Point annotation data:
========================

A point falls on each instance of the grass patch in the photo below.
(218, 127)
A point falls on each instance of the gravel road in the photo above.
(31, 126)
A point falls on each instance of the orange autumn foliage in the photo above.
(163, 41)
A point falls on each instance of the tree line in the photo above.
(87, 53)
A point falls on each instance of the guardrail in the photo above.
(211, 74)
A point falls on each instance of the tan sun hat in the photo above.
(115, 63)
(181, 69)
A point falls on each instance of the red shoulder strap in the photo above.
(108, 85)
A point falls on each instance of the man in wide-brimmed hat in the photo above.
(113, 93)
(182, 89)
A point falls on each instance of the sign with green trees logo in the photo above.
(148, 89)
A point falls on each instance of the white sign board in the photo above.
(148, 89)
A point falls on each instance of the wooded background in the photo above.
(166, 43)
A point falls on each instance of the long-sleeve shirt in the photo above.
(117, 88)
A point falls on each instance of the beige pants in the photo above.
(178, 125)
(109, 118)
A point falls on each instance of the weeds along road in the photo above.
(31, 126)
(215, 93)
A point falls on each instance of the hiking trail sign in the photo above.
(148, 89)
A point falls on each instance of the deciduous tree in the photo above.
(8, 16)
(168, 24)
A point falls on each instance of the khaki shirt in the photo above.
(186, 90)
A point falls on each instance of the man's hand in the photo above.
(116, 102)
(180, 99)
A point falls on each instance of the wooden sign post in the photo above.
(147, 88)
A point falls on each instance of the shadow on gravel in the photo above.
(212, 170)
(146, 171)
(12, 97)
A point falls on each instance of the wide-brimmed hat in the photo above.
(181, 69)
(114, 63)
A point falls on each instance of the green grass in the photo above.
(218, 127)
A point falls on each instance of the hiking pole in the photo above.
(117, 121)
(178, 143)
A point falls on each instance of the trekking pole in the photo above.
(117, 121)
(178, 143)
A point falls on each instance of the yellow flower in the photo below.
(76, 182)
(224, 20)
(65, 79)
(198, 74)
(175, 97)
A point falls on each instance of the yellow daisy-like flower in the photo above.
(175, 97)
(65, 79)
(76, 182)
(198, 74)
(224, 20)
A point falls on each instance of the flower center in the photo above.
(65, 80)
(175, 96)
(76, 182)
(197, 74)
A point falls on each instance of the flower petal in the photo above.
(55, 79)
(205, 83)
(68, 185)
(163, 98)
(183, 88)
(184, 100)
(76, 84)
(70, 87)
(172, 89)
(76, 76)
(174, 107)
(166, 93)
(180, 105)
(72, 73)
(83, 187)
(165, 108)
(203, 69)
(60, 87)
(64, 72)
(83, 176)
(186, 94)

========================

_What you will do_
Rewrite the records from the line containing "A point falls on each instance of the yellow daisy-like" through the last line, requests included. Multiply every coordinate in the answers by 1.3 and round each to a whole number, rounding halves up.

_Finished exercise_
A point falls on each instance of the yellow daisy-like flower in the photo above.
(228, 126)
(85, 103)
(99, 237)
(257, 96)
(291, 26)
A point falls on each instance of the flower center in the photo above.
(85, 104)
(228, 125)
(99, 237)
(256, 96)
A point falls on each instance of the flower petal in the photo above.
(72, 103)
(267, 108)
(88, 241)
(212, 127)
(238, 114)
(239, 130)
(99, 109)
(91, 113)
(224, 116)
(99, 99)
(226, 139)
(216, 121)
(234, 137)
(94, 95)
(108, 243)
(215, 140)
(264, 90)
(78, 113)
(83, 94)
(108, 229)
(242, 122)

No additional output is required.